#### 節選文字:
○ ○ ○
泉州從宋代以來即為對外貿易港口。李贄的祖先曾從事航海經商。他的父親以教書為生。嘉靖三十一年李贄在福建鄉試中舉,以後做過二十多年地方官。萬曆九年李贄棄官到湖北黃安定居,從事講學和著述。
一、以異端自居的李贄
李贄曾師事泰州學派的王襞,對王畿和羅汝芳很尊敬。李贄的言行被當時的封建衛道士們攻擊為“異端之尤”,而李贄也以異端自居,並公開向封建衛道士們宣戰:“今世俗子與一切假道學共以異端目我,我謂不如遂為異端,免彼等虛名加我。”
李贄的“異端”言論非常尖銳潑辣。《焚書》和《續焚書》是他與當時的道學先生們針鋒相對的論戰集。他自己在解釋為什麼叫“焚書”時說,因其中多半是“忿激語,不比尋常套語。恐覽者或生怪憾,故名曰《焚書》,言其當焚而棄之也”。
《焚書》的寫作目的是“將《論語》、《孟子》逐節發明”。就是將《論語》和《孟子》的疵謬逐一揭發。這對奉孔孟為聖人的封建衛道士們來說,自然是異端叛逆者的行為。
李贄在這兩部著作中作了不少翻案文章,他自己說這是為了“以其是非堪為前人出氣”。他用自己的觀點進行歷史的批判,同時也表示他的“精神心術所繫”,即批判歷史是為了批判現實。
李贄對程朱學派的“理”進行了批判,認為世界最初只是陰陽二氣,並沒有在陰陽二氣之上的理。他說:
“有天地然後有萬物,然則天下萬物皆生於兩,不生於一,明矣。而又謂一能生二,理能生氣,太極能生兩儀,何歟?夫厥初生人,惟是陰陽二氣,男女二命,初無所謂一與理也,而何太極之有?以今觀之,所謂者果何物,所謂理者果何在,所謂太極者果何所指也?”
李贄在這一段話中,說得十分清楚,宇宙間最初只是陰陽二氣產生萬物,根本沒有什麼產生陰陽二氣的理,更沒有什麼在天地之上的太極。
二、對於儒學的廣泛批判
李贄雖然對程朱學派客觀唯心主義的“理”作了批判,但他自己在解釋宇宙時,卻陷入了佛家唯心主義的窠臼。他不承認物質世界的獨立存在,認為社會生活與自然現象的“人倫物理”都是“真空”的表現。
因此“學者只宜於倫物上識真空,不當於倫物上辨倫物”。這就是說,人倫物理不是獨立存在的,而應從“真空”去辨識它的存在,因它只是“真空”的顯現。李贄所說的“真空”,即是佛教在論述宇宙時所虛構的最高的精神性本體。
宋明理學家都把孔子的言論奉為神聖的教條,四書五經被封建統治者視為“行賞罰”的定本。李贄大膽地提出了不以孔子之是非為是非的觀點。他指出,是非是隨著時代的變遷進展而改變的,不應該把孔子所說的話作為永久不變的定論,他說:
前三代,吾無論矣,後三代,漢唐宋是也。中間千百餘年而獨無是非者,豈其人無是非哉?鹹以孔子之是非為是非,故未嘗有是非耳。然則予之是非人也又安能已!夫是非之爭也,如歲時然,晝夜更迭,不相一也。昨日是而今日非矣,今日非而後日又是矣。雖使孔子復生於今,又不知作如何非是也,而可遽以定本行罰賞哉!
○ ○ ○
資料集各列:
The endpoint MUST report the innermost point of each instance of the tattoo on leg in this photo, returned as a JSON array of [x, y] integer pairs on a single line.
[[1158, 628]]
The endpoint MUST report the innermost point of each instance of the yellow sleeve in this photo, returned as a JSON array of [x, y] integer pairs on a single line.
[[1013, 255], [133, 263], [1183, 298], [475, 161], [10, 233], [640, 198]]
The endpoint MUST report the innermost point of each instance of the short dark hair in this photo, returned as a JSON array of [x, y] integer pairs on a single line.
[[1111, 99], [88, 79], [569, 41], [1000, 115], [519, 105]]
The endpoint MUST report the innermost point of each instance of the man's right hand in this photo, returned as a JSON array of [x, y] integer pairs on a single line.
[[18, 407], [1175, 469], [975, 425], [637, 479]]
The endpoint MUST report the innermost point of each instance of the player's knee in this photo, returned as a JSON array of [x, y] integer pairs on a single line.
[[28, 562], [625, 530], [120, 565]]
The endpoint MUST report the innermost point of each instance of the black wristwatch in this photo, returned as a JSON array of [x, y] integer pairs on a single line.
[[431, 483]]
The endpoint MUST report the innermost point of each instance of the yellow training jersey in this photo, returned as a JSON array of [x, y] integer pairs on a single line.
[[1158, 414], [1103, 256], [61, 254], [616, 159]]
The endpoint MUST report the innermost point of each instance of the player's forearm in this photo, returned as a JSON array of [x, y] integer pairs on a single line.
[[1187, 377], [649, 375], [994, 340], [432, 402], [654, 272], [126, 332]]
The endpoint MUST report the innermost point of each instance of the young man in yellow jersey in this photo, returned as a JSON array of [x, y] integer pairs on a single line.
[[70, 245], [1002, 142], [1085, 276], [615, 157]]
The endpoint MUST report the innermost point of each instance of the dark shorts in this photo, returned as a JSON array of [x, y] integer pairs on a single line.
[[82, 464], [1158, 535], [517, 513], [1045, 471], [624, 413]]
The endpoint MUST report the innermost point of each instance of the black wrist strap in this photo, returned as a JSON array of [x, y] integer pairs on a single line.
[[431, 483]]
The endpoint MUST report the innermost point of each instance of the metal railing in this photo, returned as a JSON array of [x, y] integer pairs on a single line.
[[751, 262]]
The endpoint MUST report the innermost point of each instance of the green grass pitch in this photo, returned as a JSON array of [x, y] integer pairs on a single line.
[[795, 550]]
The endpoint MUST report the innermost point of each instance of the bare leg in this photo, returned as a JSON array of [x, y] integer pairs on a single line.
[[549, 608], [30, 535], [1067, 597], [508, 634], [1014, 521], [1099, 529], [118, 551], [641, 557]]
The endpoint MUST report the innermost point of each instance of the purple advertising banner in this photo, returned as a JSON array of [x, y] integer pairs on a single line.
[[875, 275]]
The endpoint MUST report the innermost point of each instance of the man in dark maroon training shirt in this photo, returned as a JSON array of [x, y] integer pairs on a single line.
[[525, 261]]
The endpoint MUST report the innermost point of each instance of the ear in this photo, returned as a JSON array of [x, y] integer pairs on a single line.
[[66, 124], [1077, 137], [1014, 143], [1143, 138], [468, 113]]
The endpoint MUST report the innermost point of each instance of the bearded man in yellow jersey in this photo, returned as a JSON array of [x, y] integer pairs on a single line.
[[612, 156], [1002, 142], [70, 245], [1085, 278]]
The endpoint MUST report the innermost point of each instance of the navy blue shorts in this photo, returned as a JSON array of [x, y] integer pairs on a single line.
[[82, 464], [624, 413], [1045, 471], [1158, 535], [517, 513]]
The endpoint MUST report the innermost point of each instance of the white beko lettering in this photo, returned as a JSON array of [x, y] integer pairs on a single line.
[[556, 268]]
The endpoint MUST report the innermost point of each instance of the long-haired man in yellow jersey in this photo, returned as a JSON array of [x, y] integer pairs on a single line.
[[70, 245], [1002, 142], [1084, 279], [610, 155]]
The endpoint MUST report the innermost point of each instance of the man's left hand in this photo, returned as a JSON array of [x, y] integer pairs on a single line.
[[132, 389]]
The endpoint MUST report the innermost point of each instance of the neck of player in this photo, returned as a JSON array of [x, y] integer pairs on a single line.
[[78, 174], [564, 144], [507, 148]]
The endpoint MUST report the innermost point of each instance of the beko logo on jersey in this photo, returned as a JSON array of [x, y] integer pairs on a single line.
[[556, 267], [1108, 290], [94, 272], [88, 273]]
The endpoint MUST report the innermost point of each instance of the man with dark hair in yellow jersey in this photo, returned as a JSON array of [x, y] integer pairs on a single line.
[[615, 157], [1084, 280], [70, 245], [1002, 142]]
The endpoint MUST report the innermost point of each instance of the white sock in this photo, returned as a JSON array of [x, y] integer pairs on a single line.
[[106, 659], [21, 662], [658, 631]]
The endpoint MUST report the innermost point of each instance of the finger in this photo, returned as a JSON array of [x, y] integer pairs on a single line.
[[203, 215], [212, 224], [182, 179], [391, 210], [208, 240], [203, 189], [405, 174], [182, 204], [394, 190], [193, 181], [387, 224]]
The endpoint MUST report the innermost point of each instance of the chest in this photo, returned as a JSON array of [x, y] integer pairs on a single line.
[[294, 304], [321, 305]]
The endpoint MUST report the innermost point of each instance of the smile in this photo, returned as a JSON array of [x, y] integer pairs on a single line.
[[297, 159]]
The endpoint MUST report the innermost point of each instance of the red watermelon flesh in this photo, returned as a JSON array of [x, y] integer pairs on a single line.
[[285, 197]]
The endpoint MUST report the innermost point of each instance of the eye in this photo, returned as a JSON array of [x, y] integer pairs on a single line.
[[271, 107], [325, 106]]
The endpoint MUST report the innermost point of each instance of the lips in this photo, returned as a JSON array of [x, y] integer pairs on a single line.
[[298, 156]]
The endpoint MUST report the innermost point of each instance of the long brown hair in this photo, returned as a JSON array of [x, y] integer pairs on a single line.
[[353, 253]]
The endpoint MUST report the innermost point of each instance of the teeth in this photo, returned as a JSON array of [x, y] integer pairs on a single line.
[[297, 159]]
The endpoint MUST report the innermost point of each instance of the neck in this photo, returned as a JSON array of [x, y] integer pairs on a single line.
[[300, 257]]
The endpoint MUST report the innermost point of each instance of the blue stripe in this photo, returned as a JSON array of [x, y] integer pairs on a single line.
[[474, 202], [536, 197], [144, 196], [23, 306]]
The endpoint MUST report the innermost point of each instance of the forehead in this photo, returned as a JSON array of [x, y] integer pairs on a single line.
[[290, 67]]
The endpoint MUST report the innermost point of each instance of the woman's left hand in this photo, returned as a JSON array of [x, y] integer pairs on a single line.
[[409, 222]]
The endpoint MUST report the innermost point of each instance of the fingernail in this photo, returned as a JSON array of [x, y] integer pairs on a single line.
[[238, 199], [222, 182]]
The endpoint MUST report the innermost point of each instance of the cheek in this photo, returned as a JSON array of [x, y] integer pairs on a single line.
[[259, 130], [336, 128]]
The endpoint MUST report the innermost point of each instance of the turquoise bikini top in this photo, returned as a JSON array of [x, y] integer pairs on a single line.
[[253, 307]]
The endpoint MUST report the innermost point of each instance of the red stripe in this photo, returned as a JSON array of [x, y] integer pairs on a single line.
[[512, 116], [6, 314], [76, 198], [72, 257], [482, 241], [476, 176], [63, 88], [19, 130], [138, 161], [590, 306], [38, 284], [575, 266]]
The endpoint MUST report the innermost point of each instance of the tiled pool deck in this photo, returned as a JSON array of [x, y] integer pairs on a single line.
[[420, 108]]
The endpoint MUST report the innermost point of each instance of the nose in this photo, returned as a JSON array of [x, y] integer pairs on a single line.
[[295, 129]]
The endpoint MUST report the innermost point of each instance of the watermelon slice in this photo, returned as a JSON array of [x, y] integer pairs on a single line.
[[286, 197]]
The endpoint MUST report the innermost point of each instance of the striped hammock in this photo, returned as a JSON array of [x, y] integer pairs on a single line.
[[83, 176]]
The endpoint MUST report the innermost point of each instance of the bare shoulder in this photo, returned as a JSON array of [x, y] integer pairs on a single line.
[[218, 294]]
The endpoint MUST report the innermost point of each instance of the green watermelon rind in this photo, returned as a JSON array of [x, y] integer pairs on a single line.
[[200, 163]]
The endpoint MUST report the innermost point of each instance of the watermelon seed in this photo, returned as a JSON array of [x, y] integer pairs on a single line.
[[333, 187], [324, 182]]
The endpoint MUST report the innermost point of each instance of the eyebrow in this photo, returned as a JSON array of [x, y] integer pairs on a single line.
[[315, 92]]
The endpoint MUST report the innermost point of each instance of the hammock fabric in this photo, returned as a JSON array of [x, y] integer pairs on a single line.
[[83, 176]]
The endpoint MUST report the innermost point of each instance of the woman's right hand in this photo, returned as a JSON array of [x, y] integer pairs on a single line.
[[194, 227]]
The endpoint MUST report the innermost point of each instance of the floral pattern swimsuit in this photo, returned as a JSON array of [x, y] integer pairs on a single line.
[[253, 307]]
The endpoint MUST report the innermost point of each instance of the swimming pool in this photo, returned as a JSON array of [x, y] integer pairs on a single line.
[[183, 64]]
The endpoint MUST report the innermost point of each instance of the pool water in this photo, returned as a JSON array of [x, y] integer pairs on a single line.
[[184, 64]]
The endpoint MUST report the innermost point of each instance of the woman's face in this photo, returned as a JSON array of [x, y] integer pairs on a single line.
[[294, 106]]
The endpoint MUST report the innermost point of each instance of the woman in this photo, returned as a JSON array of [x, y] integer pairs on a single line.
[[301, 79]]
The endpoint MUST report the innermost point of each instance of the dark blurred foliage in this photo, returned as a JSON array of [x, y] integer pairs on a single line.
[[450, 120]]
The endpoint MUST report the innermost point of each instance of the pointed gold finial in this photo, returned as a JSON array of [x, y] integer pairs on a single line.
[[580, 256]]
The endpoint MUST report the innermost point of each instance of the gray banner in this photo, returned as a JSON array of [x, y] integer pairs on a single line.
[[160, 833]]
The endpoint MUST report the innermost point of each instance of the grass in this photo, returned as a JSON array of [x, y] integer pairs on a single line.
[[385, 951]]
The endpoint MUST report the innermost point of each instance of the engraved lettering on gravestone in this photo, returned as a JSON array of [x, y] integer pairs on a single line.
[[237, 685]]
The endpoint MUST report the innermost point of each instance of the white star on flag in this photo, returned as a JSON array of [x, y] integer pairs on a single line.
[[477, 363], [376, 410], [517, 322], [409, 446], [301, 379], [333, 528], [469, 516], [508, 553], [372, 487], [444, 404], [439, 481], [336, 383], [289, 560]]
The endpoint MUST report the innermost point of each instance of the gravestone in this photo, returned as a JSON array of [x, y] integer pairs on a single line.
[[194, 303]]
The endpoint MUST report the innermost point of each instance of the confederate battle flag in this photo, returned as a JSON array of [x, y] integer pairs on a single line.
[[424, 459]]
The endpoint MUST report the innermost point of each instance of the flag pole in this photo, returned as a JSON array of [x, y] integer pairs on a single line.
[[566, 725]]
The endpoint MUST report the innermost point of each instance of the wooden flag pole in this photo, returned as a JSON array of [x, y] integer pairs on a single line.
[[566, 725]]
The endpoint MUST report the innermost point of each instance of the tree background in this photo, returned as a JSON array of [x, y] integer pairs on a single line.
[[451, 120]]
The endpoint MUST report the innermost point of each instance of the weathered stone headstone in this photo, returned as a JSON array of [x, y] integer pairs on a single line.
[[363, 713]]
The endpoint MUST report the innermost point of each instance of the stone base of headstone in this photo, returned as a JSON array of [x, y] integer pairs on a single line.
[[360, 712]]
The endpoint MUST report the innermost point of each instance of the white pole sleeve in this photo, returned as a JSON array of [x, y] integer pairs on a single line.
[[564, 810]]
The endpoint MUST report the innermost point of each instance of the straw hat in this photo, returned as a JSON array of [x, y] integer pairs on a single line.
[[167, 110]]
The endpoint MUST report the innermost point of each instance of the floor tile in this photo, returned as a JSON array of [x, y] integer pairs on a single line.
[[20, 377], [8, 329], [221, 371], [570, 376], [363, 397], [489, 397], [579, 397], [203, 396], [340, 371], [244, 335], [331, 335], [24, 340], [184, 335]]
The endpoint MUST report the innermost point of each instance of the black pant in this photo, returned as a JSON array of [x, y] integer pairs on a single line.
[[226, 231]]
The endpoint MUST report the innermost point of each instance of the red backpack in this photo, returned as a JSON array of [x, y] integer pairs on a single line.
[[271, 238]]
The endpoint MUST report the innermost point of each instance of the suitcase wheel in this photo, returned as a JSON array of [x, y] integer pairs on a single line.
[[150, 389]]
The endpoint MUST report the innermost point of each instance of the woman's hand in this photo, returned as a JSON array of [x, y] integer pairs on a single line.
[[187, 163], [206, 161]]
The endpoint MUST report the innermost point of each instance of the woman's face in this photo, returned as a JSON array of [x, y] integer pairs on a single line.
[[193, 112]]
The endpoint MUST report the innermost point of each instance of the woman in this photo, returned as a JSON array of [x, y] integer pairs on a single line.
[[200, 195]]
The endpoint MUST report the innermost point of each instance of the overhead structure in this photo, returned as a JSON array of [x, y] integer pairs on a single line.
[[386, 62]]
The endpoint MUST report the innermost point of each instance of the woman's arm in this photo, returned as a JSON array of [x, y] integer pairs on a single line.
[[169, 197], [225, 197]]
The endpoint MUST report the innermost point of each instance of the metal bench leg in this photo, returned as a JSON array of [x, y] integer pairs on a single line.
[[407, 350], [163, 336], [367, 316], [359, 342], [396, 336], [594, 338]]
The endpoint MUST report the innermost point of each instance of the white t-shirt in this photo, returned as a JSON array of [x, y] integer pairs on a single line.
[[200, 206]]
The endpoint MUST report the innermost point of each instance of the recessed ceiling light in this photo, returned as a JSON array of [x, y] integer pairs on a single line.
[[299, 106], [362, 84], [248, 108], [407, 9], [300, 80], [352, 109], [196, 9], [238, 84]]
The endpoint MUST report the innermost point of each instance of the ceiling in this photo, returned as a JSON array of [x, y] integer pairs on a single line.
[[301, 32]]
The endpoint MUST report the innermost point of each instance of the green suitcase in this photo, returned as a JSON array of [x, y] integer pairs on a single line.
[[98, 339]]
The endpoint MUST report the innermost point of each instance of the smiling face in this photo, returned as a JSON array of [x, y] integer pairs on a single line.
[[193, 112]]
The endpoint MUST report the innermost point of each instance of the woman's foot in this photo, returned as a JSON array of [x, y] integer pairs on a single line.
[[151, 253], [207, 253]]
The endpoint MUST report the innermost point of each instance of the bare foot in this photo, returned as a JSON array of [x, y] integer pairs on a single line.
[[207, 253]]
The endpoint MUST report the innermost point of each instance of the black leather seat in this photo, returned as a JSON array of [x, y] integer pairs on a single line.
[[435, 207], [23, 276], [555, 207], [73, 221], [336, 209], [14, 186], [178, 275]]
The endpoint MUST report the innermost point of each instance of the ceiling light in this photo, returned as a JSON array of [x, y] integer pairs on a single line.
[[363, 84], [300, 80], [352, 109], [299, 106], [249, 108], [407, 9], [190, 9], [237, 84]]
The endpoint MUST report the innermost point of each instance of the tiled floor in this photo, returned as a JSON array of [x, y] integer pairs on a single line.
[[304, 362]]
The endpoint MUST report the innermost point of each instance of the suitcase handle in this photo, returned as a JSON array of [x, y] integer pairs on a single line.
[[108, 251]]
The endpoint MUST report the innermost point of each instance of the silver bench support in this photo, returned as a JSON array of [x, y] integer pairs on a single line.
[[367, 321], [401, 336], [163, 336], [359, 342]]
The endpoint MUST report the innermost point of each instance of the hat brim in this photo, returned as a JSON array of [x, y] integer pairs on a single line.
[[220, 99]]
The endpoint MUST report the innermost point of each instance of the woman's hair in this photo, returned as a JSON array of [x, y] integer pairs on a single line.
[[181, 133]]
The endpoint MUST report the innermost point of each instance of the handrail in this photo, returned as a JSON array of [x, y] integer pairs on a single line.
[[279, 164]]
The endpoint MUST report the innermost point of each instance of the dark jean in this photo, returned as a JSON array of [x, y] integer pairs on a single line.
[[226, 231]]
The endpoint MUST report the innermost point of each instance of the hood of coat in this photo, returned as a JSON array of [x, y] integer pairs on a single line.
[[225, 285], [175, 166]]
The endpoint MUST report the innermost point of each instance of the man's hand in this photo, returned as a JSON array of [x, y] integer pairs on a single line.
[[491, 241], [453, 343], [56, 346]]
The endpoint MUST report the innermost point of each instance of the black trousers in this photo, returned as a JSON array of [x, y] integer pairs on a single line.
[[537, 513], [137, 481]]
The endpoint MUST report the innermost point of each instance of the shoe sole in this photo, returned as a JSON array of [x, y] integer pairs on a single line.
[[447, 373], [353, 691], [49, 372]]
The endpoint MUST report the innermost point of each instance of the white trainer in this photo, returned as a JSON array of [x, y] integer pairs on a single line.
○ ○ ○
#### 小任務 A:
在關於李贄的節選中,李贄於萬曆九年棄官後到哪裡定居?
#### 小任務 B:
請從關於李贄的節選最後一句之後往下續寫。

#### 回答 A:
湖北黃安。

#### 回答 B:
李贄反對封建正統派“以孔子之是非為是非”,這表現了他反傳統反教條的無畏精神。他在強調是非隨時代變化時,提出了“是非無定質、無定論”的觀點,他說:
人之是非初無定質,人之是非人也亦無定論。無定質,則此是彼非並育而不相害;無定論,則是此非彼亦並行而不相悖矣。然則今日之是非,謂予李卓吾一人之是非,可也;謂為千萬世大賢大人之公是非,亦可也;謂予顛倒千萬世之是非,而復非是予之所非是焉,亦可也;則予之是非信乎其可矣。
李贄提出是非無定質、無定論,否定了是非的客觀標準,取消了客觀真理,陷入了相對主義。這是他的主觀唯心主義所使然。
李贄竭力宣揚“童心”說。他把“童心”稱做“真心”。
童心者,真心也。若以童心為不可,是以真心為不可也。夫童心者,絕假純真,最初一念之本心也。若失卻童心,便失卻真心;失卻真心,便失卻真人。人而非真,全不復有初矣。
李贄的“童心”說,是由泰州學派羅汝芳“赤子之心”說發展而來的。這種“童心”是真誠的,不是虛假的,是一種未受官方御用思想侵蝕過的原始的天真純樸的精神狀態。
它與王守仁的“良知”說不同,王守仁認為良知即是義理,是否合乎天理,要以良知為準則。李贄卻相反,認為義理矇蔽童心,義理懂得越多,童心喪失得越多。因此,李贄反覆強調的“童心”是“絕假純真”。
沒有受到聞見道理薰染的赤子之心。如果受到了義理的薰染,那就不是真心,就失卻童心了。他說:
既以聞見道理為心矣,則所言者皆聞見道理之言,非童心自出之言也。言雖工於我何與?豈非以假人言假言,而事假事,文假文乎?蓋其人既假,則無所不假矣。
假人、假言、假事、假文,這是李贄所深惡痛絕的。針對當時社會上的這些弊病,他要求“真心”、“真人”。這是要求個性解放的種表現。
封建禮教特別強調夫權,男子可以娶妾,而寡婦不準再嫁。李贄批判了男女不平等的偏見,主張寡婦應再嫁,讚美卓文君自己作主和司馬相如結婚是“善擇佳偶”。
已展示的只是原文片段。